[EXCERPT — start]
1. Field of the Invention
The present invention relates to a cordless power tool using a battery pack as a power source.
2. Description of the Related Art
Battery-powered tools, such as impact drivers, drills, drivers, or circular saws, have been extensively used because they are easy to use and no power source cables are required. To increase the usability of such tools, various functions are required to be added. A discharge voltage limiter (hereinafter referred to as “DVL”) function is one of the functions required for the battery-powered tools. The DVL function is for controlling the battery pack so as to halt discharging when the battery voltage has dropped to a predetermined voltage.
The battery pack with little charges remaining as a result of continuous use can be reused if the use of the battery pack is halted for a certain period of time to wait for recovery of the battery voltage. Because the recovered battery pack has a power to tighten further several screws, the tool is frequently used in such a manner. However, if this is done, the battery pack is discharged to a deeper level. Cells making up the battery pack are liable to be damaged if they are fully discharged. To prolong the lifetime (repetitive use number) of the battery pack, it is desirable to recharge the battery pack before it reaches a full discharge condition.
One of the cells of the battery pack is liable to be short-circuited or malfunctioned, or the internal resistance of the cell is abnormally increased when the battery pack is repetitively used a number of times. The use of such battery pack remarkably lowers the rotational speed of a motor of the tool. Operation of the tool, particularly an impact driver in which tightening torque is proportional to the rotational speed of the motor, cannot be performed properly with such a defective battery pack.
The DVL function is required in order to dissolve the above-described problems. Japanese Patent Application Publication No. 5-123975 proposes a DVL function but is involved with the following problems.
Driving the tool lowers the battery voltage due to various resistances distributed over the current flowing path. There exist resistances in a main switch, contact portions between the battery pack and tool, each cell of the battery pack having an internal resistance, and connection plates interposed between the cells. However, in the DVL function according to the conventional art, the fact that the battery voltage is greatly lowered at the time of start-up of the motor is not taken into consideration. Further, the DVL is activated with respect to the battery packs having a residual amount of charges.
[EXCERPT — finish]
TASK REQUIREMENTS =>
Answer these questions about the excerpt on cordless power tools:
(a) What does the DVL function do when the battery voltage has dropped to a predetermined voltage?
(b) In which tool is tightening torque proportional to the rotational speed of the motor?
(c) Where along the current flowing path do resistances exist?
[DATA SUPPLIED — start]
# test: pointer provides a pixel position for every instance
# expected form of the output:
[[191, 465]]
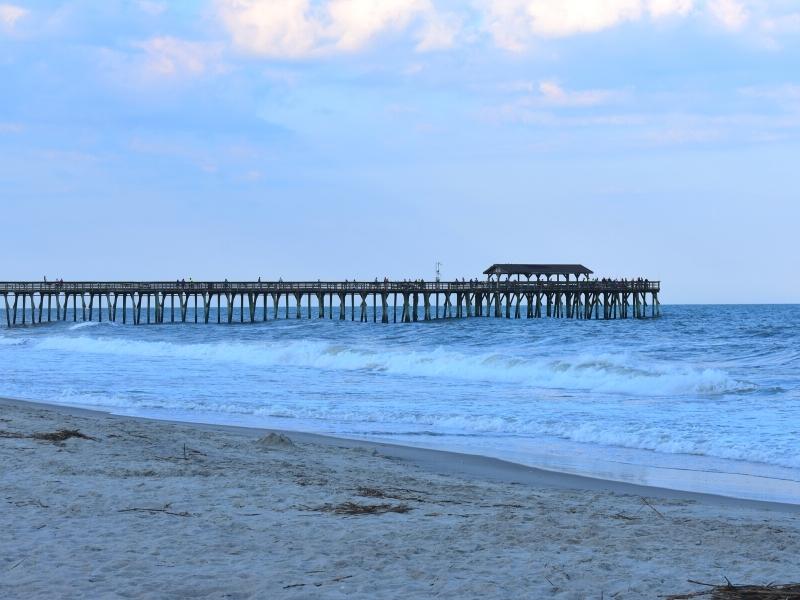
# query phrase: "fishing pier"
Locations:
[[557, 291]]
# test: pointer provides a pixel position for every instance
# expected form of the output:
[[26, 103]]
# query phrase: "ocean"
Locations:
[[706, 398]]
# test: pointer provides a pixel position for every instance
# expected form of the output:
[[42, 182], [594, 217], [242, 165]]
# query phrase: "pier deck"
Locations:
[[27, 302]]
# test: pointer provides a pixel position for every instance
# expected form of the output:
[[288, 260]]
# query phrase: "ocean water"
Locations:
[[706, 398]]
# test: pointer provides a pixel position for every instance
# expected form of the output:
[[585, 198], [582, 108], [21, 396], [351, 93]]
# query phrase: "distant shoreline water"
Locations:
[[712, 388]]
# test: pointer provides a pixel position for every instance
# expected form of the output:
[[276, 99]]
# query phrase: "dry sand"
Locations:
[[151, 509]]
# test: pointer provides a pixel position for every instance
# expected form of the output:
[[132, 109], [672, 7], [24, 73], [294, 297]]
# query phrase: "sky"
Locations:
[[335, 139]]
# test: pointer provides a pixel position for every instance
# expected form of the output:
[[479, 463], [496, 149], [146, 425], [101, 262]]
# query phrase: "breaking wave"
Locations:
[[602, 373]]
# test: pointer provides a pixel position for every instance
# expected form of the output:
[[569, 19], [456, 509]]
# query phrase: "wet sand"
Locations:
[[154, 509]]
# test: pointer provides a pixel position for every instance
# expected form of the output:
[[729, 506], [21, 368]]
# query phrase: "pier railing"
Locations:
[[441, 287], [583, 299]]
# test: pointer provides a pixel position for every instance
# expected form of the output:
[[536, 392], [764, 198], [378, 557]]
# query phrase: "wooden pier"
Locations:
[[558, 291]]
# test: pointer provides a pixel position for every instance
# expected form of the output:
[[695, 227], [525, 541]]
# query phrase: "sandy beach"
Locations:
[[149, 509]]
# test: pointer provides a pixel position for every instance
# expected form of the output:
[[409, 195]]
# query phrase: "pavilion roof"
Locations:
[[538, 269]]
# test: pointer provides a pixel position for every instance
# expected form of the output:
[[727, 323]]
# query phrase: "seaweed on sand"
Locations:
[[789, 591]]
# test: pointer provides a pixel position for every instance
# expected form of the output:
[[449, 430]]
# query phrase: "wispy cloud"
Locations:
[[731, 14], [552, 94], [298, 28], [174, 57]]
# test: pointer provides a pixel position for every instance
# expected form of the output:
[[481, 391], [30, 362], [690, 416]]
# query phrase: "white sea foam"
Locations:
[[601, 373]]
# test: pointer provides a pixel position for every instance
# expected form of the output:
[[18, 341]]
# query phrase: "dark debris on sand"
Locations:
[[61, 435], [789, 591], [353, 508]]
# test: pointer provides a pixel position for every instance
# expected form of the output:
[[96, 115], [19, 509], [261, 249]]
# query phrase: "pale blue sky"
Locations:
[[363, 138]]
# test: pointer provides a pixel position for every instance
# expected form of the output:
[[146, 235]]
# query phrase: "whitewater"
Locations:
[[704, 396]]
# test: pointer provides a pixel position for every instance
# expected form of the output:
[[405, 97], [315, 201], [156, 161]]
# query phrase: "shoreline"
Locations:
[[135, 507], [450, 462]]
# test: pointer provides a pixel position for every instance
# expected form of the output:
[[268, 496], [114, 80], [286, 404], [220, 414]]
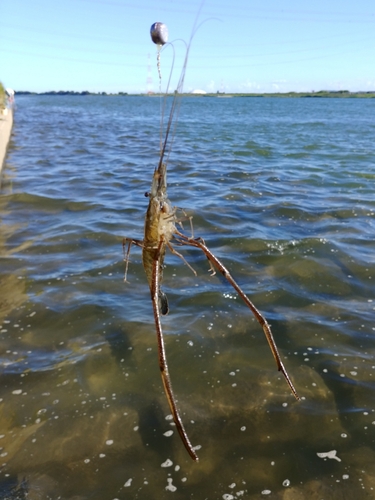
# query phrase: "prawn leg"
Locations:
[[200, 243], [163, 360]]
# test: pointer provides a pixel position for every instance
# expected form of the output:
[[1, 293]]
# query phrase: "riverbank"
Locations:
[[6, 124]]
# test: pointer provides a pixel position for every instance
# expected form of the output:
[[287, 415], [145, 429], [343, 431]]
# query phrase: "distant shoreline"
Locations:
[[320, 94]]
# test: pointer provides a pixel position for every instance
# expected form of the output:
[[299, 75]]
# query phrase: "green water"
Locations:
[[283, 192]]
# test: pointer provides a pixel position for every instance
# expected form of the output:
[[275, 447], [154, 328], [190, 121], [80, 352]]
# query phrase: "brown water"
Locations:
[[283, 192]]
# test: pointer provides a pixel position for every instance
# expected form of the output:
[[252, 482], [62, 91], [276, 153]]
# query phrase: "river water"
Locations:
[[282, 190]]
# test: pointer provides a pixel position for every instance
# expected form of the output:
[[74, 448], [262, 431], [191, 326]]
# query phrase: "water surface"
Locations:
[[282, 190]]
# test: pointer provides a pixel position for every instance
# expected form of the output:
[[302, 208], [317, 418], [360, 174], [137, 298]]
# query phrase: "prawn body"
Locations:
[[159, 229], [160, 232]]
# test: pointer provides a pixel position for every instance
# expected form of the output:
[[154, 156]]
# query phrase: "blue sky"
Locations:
[DATA SUPPLIED — finish]
EXERCISE OUTPUT =>
(a) It controls the battery pack so as to halt discharging.
(b) An impact driver.
(c) In a main switch, in the contact portions between the battery pack and the tool, in each cell of the battery pack (an internal resistance), and in the connection plates interposed between the cells.